Réginald Willems
- Full name: Réginald Willems
- Country (sports): Belgium
- Born: 6 September 1977 (age 47) Brussels, Belgium
- Plays: Right-handed
- Prize money: $85,760

Singles
- Career record: 1–1
- Career titles: 0
- Highest ranking: No. 145 (21 August 2000)

Doubles
- Highest ranking: No. 408 (18 May 1998)

= Réginald Willems =

Belgian tennis player

Réginald Willems (born 6 September 1977) is a former professional tennis player from Belgium.

==Biography==
===Playing career===
Willems, who comes from Brussels, began competing professionally in 1996.

He had his best year on tour in 2000, when he reached a career high 145 in the world. His only ATP Tour main draw appearance came at the 2000 Grand Prix Hassan II in Casablanca, which he entered as a qualifier. He defeated German Alexander Popp in the first round, then lost in the next round to eventual finalist Sébastien Grosjean. At the 2000 Wimbledon Championships he made the final round of qualifying, where he was beaten in five sets by countryman Olivier Rochus. All three of his Challenger finals came in 2000 and he won his only title at Pozoblanco in Córdoba, Spain.

===Coaching===
In late 2008 he replaced Julien Hoferlin as captain of the Belgium Davis Cup team. Willems took charge of a team which had been relegated to the Europe/Africa Zone for the 2009 Davis Cup and was able to return the side to the World Group in his first year, with a 3–2 win over Ukraine in the 2009 Play-offs. They were unable to get past the Czech Republic in the first round of the 2010 Davis Cup, but remained in the World Group with an unlikely play-off win over Australia in Cairns.

◆ Short task 1:
Which rows contain the string "gray"? Pull out each of them, treating uppercase and lowercase as different.
The text and the rows come from two unrelated sources.

◆ Supplied material:

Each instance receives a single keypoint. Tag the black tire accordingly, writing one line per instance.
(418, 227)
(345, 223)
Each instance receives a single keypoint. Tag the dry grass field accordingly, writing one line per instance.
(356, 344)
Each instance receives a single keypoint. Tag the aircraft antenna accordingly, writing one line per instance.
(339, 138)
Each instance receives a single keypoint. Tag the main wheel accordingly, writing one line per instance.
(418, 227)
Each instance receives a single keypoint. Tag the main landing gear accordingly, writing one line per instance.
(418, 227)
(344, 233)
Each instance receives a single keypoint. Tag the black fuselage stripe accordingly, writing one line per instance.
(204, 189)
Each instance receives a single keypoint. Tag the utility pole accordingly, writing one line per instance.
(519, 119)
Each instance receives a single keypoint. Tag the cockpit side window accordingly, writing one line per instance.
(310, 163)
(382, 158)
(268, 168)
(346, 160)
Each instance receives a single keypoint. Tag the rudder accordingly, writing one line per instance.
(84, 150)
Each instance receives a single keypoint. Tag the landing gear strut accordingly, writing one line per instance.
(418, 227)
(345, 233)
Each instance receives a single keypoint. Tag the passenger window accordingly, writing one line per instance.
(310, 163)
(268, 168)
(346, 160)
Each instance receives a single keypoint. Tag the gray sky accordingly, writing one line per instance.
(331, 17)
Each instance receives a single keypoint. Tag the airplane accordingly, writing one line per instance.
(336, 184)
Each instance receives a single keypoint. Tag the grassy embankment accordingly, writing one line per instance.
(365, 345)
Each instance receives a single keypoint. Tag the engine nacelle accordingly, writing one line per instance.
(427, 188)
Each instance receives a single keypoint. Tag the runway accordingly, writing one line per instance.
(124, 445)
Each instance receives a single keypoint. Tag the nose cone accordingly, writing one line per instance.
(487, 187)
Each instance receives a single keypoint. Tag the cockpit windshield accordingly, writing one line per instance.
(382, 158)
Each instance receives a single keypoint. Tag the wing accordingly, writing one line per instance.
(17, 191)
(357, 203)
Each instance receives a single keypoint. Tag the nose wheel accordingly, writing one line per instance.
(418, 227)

...

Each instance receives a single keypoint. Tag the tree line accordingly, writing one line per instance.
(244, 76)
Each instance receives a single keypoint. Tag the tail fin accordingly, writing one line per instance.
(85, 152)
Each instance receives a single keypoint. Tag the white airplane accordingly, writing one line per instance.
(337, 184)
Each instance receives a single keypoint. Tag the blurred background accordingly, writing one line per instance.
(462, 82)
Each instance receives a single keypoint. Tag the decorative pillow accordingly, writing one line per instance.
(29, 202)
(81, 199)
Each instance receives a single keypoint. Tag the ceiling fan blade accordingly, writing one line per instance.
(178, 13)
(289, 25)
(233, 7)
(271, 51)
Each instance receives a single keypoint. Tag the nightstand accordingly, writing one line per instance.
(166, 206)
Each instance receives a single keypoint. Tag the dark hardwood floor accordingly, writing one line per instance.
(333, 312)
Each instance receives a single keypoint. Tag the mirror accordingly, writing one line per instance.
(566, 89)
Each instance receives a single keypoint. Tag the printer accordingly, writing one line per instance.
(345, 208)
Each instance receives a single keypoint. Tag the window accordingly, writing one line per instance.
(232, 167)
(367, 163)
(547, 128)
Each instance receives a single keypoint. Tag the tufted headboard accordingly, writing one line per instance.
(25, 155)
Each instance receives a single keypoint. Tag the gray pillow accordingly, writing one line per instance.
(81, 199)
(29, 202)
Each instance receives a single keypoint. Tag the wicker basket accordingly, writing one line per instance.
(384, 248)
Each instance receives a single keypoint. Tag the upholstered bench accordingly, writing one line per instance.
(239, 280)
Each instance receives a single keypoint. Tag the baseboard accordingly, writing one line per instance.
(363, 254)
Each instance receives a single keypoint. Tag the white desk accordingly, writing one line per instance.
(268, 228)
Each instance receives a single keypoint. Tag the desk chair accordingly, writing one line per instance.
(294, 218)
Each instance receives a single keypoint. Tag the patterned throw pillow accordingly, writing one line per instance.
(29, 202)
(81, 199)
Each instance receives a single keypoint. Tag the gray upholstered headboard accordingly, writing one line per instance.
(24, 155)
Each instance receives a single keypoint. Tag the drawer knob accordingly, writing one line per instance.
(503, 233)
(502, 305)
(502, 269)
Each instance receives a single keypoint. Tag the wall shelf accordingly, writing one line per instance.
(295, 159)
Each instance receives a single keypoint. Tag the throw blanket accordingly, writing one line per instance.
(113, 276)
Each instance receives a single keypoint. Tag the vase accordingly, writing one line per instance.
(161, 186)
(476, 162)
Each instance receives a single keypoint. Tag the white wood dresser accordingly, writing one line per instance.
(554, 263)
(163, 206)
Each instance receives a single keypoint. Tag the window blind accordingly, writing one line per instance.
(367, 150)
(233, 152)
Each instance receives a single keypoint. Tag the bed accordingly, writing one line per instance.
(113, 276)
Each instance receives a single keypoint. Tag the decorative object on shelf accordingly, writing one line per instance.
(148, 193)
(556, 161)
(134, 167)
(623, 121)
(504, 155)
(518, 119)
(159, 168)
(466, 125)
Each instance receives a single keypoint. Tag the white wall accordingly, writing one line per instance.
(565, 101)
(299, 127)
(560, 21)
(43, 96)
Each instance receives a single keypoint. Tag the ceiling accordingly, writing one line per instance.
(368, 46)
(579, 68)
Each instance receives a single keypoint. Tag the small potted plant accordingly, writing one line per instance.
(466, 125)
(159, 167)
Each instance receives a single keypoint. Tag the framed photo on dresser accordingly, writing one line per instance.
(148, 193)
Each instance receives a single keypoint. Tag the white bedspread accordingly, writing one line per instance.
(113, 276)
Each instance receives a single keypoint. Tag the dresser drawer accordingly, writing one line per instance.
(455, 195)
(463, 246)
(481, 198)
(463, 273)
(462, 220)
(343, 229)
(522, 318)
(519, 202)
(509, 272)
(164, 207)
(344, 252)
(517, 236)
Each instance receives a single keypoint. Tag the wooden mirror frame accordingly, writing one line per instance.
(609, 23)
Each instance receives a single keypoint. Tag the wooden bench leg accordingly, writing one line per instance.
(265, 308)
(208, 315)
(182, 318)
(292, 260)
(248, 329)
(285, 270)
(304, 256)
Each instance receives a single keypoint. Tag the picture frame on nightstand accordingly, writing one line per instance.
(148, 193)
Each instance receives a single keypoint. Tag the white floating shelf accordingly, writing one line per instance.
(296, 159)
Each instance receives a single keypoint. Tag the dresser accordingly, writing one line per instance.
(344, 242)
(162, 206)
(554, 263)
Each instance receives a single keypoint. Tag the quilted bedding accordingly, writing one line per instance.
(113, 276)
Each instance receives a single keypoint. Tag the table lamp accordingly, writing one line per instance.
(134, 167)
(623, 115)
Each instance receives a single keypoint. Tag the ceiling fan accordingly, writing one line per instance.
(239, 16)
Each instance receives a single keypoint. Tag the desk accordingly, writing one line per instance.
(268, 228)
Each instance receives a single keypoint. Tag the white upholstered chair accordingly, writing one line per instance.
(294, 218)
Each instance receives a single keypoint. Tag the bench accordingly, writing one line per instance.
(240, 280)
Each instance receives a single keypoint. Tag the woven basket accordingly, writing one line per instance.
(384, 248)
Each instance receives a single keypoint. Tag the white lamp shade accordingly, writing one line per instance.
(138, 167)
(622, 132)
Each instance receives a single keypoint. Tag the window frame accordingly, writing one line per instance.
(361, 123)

* * *

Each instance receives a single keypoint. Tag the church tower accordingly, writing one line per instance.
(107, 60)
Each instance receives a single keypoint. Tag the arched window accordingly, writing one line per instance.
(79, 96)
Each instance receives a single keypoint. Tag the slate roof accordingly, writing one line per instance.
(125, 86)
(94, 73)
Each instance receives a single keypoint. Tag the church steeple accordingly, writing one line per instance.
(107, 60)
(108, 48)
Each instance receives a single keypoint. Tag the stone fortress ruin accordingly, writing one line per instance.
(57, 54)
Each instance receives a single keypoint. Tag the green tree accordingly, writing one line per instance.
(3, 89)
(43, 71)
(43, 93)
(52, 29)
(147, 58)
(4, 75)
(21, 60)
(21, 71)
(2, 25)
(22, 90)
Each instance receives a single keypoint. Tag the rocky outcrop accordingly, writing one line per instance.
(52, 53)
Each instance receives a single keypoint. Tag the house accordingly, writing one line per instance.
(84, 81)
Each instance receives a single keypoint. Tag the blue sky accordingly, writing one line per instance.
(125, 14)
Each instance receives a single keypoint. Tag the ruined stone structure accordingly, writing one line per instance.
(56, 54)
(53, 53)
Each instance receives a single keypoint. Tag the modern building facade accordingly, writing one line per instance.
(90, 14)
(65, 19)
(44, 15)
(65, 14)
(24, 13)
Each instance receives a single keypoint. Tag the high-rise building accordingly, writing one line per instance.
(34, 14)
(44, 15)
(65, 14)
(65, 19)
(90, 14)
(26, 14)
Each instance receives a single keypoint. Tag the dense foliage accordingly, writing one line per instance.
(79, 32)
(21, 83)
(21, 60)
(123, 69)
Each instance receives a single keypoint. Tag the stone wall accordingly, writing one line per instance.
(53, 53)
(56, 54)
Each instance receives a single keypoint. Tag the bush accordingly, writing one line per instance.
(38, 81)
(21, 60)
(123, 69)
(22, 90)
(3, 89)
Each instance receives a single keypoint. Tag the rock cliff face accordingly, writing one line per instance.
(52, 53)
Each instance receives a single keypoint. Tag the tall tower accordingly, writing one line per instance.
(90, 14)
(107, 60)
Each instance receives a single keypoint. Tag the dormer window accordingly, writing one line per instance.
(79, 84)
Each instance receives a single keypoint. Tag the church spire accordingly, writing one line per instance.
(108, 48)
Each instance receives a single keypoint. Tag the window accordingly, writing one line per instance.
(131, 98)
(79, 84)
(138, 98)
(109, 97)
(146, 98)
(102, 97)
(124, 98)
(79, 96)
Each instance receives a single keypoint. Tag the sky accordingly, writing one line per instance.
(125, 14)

◆ Short task 2:
Do these statements agree with the tennis player's profile? For (a), (b) and (c), answer yes or no and quote the words of the text that decide it.
(a) Willems won his only Challenger title at Pozoblanco.
(b) Willems reached his highest doubles ranking in 2000.
(c) Under Willems as captain, Belgium lost a 2010 Davis Cup play-off to Australia.

◆ Task answer 1:
Each instance receives a single keypoint. Tag the gray sky accordingly, writing one line per instance.
Each instance receives a single keypoint. Tag the gray pillow accordingly, writing one line per instance.
Each instance receives a single keypoint. Tag the gray upholstered headboard accordingly, writing one line per instance.

◆ Task answer 2:
(a) Yes: "he won his only title at Pozoblanco in Córdoba, Spain"
(b) No: "Highest ranking: No. 408 (18 May 1998)"
(c) No: "remained in the World Group with an unlikely play-off win over Australia in Cairns"